** START Records for processing **
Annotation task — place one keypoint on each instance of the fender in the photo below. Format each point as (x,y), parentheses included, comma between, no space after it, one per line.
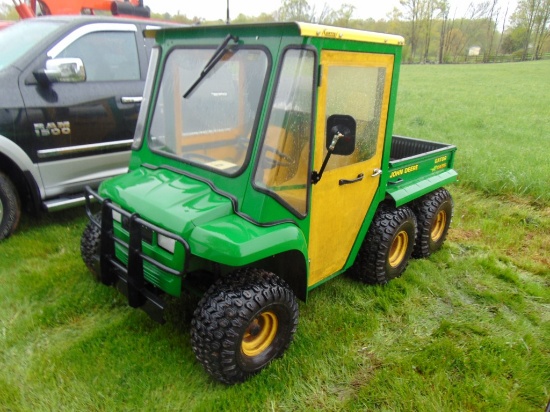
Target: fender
(249,243)
(282,245)
(30,170)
** END Records for processing **
Switch every "fender" in the items above to "bumper", leaving everything else as it is. Reproduce the lines without the pictures.

Annotation task — place one keypoint on each instance of the bumper in the photo below. Format each point as (x,y), parentheses included, comma between, no space after it, one per line.
Target: bumper
(249,243)
(282,245)
(30,170)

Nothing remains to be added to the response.